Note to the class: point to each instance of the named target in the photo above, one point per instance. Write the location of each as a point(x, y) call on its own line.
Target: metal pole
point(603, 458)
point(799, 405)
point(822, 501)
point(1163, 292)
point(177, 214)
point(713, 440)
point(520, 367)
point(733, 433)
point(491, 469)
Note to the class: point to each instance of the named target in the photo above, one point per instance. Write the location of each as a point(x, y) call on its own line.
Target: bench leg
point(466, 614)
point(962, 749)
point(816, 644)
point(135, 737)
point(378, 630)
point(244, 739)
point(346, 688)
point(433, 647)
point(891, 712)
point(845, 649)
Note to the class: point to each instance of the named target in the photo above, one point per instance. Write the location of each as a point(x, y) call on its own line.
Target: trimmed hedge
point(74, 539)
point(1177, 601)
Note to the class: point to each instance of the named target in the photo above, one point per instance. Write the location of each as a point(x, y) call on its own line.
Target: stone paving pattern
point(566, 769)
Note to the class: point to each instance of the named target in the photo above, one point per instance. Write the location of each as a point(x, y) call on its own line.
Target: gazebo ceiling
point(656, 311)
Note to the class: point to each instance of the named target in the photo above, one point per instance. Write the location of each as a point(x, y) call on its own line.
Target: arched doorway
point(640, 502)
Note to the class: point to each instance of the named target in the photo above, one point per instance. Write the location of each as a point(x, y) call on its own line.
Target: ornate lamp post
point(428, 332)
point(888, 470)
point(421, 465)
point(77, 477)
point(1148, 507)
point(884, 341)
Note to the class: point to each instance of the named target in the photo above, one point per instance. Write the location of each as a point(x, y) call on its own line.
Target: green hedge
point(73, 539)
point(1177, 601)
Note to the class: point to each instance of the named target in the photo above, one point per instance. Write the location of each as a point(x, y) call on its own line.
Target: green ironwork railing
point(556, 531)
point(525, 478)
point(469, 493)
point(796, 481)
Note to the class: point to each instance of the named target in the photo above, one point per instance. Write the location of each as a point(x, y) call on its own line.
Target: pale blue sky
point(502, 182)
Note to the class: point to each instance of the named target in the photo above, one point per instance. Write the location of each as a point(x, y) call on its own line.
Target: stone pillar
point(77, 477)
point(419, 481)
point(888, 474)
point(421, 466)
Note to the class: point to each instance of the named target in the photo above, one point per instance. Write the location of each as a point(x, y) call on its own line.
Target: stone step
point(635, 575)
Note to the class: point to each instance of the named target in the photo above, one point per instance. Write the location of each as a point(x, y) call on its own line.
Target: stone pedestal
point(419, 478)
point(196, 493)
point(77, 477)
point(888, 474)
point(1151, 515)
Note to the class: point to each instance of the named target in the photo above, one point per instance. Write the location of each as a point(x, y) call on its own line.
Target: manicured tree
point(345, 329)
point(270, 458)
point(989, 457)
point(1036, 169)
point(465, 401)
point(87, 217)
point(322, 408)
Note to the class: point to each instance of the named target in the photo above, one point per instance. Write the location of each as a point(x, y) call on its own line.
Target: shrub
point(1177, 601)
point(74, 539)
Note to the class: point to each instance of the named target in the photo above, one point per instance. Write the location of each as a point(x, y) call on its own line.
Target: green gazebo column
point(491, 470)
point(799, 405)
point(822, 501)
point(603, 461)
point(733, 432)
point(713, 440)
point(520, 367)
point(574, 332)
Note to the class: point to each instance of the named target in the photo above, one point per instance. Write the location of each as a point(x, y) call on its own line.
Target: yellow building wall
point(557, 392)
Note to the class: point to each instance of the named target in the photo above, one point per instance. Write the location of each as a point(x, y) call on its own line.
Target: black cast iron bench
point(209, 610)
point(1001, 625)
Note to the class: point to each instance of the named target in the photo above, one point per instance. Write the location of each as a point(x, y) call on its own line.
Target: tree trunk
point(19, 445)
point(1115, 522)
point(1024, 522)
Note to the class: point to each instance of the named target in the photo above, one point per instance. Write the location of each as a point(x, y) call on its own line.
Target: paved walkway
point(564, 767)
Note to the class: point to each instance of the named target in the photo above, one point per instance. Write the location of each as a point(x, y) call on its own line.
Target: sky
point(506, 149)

========

◆ DIRECTIONS ◆
Copy out every record above word for word, leaving nothing out and changing nothing.

◆ FULL OUTPUT ◆
Note to the class: point to each instance of the named target in the photo above, one point per instance. Write the location of each as a point(x, y) call on its own line.
Target: metal pole
point(603, 458)
point(799, 405)
point(822, 501)
point(1163, 292)
point(177, 214)
point(713, 440)
point(520, 367)
point(733, 433)
point(491, 469)
Note to the class: point to each instance of the named target in the photo above, one point per instance. Write the location of each as a point(x, y) call on its own line.
Target: bench leg
point(466, 614)
point(962, 749)
point(816, 644)
point(135, 737)
point(378, 630)
point(244, 739)
point(346, 688)
point(433, 647)
point(891, 712)
point(845, 649)
Note to the class: point to each instance of the named target in the photo above, one point per instance. Write the location of each as a point(x, y) call on its own line.
Target: trimmed hedge
point(74, 539)
point(1177, 601)
Note to the class: point to each instance of the named target in the photo above, one point per instance. Write the location of each as a point(x, y) call on its own line.
Target: stone paving pattern
point(566, 769)
Note to the class: point to each instance of the named target in the photo above, one point per instance. Write the location of each as a point(x, y) call on its own line.
Target: gazebo ceiling
point(656, 311)
Note to the class: point to each instance of the named target in the photo above, one point per instance. Write the location of each as a point(x, y) call on its own line.
Target: arched doorway
point(640, 502)
Note to the class: point to each instance of the named target in the photo above, one point per instance. Write the location of each as a point(x, y) call on its own line.
Target: ornate lamp post
point(428, 332)
point(888, 470)
point(421, 465)
point(77, 477)
point(1148, 507)
point(884, 341)
Note to the class: point to each instance of the named target in the photo above, one point per instance. Write the location of each as a point(x, y) call on its own line.
Target: green hedge
point(73, 539)
point(1177, 601)
Note to the class: point to each instance of the named target in the photo above, one point per instance. Write the location of each as a point(x, y) call on its own line.
Target: green ironwork railing
point(556, 531)
point(525, 478)
point(469, 493)
point(796, 481)
Note to the class: point to each instance of the named target in the photo above, one point per instance. Write the location of each as a point(x, y) call on its own line.
Target: pale blue sky
point(502, 182)
Note to the class: point to each instance of the named target in the photo above, one point per instance. Write the location of each as a point(x, y) call on its own line.
Target: stone pillar
point(77, 477)
point(419, 481)
point(888, 474)
point(421, 466)
Note to the class: point to each instance of the named target in the photo above, one point per instance. Write the location of each as a point(x, y) call on its own line.
Target: stone step
point(635, 575)
Note to the class: point to each instance of the named target in the photo above, one point per instance. Write the location of each as a point(x, y) call on its own line.
Target: stone pedestal
point(419, 478)
point(196, 493)
point(77, 477)
point(888, 474)
point(1151, 515)
Note to the class: point to each instance of the named target in the photo above, one point per instance. Write the location of each as a point(x, y) call on its own line.
Target: manicured tree
point(345, 329)
point(270, 458)
point(989, 457)
point(1036, 169)
point(465, 401)
point(87, 217)
point(322, 408)
Note to the class: point to each instance of the named target in the photo above, one point per instance. Write the location of each as a point(x, y) call on its own line.
Target: shrub
point(1177, 601)
point(74, 539)
Note to the class: point to each instance of the named target in the photo above, one point per instance. Write the location of each as a point(x, y) call on its own line.
Target: green gazebo column
point(491, 470)
point(799, 405)
point(822, 501)
point(603, 461)
point(733, 432)
point(713, 440)
point(520, 367)
point(574, 332)
Note to the class: point to each instance of the named target in the photo above, one point per instance. Write the location of each as a point(x, y) call on its own line.
Target: yellow building wall
point(557, 392)
Note to the class: point to each instance of the named target in the photo above, one point per instance. Write the location of each as a point(x, y) call on its own line.
Target: black cast iron bench
point(209, 610)
point(1001, 625)
Note to the class: point to each instance of the named target in the photo above, one point per instance. Write the location of each as a point(x, y) call on its own line.
Target: tree trunk
point(19, 445)
point(1115, 522)
point(1024, 522)
Note to the class: point to each instance of the named target in the photo above, one point per instance. Write the location of each as a point(x, y) call on its own line.
Target: paved walkway
point(564, 767)
Note to the class: point to each instance of the named target in the photo above, one point per instance. Write the location of each as a point(x, y) call on its own line.
Target: sky
point(506, 149)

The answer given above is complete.